Aa Church (Aa kirke), located in Aakirkeby on the Danish island of Bornholm, is a Romanesque church dating from the 12th century. It is the parish church of Aaker Parish.

==History and architecture==
Aa Church, which literally means "stream church", owes its name to the two streams which run beside it. Dedicated to John the Baptist, it was first known as Sankt Hans kirke (St John's Church). A gilded figure of St John stood in the church until 1706 but was buried in the churchyard by the priest as it was attracting undue attention from Catholic prisoners during the Great Northern War.

The church was built in the latter half of the 12th century in several stages. The oldest remaining sections are the choir and apse and the lower parts of the nave, all characterized by greenish sandstone and rust-brown shale from nearby Grødby Stream. The western end of the nave and the tower are made of limestone. The men's door to the south and the women's door to the north have both been preserved although the latter has been transformed into a window.

The tower was originally narrower on the western side but was already widened to its current dimensions of 13 by 11 metres during the Romanesque period. With its four floors, it reaches a height of 22 metres. The twin roofs from the 14th century probably replaced a four-sided pyramid. The bells now hang here although they were originally housed in the Bornholm fashion in a separate bell tower to the south of the church. The vaulted rooms in the tower were once used to store foodstuffs. The porch of Nexø sandstone, the oldest on Bornholm, is slightly more recent than the tower but still dates to the Romanesque period around 1200–1235.

--------

**Problem details**
Summarize the Aa Church text in two sentences. Rely only on the Aa Church text, not on outside knowledge.

--------

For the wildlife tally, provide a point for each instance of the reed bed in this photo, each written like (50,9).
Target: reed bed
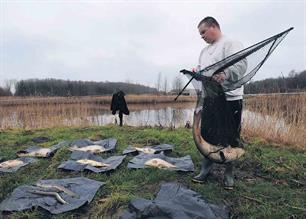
(131,99)
(278,118)
(48,112)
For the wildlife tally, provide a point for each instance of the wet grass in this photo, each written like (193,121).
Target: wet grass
(270,180)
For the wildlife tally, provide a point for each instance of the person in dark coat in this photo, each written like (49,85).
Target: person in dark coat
(119,104)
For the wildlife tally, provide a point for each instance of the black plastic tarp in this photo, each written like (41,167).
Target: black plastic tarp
(156,148)
(73,165)
(182,163)
(35,151)
(21,198)
(25,161)
(109,144)
(174,201)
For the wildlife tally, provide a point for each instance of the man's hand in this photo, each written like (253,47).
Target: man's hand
(220,77)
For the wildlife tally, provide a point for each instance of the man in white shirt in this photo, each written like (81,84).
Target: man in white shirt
(221,114)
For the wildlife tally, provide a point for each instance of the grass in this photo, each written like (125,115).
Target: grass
(270,180)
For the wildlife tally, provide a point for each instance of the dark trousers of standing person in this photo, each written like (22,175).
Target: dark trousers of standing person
(120,117)
(220,125)
(221,121)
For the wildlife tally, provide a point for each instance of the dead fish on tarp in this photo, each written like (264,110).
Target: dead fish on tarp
(55,194)
(11,163)
(41,152)
(90,148)
(159,163)
(58,188)
(93,163)
(145,150)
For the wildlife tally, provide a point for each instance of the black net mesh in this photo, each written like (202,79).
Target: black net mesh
(220,123)
(252,57)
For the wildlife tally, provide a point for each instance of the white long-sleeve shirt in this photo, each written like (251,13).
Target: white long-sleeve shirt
(219,50)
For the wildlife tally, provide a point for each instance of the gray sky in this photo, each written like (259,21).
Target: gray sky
(135,40)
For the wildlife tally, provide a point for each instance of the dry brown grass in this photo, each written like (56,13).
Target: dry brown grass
(282,120)
(47,112)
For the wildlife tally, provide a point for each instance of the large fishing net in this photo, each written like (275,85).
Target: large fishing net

--------

**Task solution**
Aa Church in Aakirkeby on Bornholm is a Romanesque church built in stages in the latter half of the 12th century, and it serves as the parish church of Aaker Parish. Its oldest parts, the choir, apse and lower nave, are of sandstone and shale from Grødby Stream, while the 22-metre, four-floor tower is limestone and the Nexø sandstone porch, the oldest on Bornholm, dates to around 1200–1235.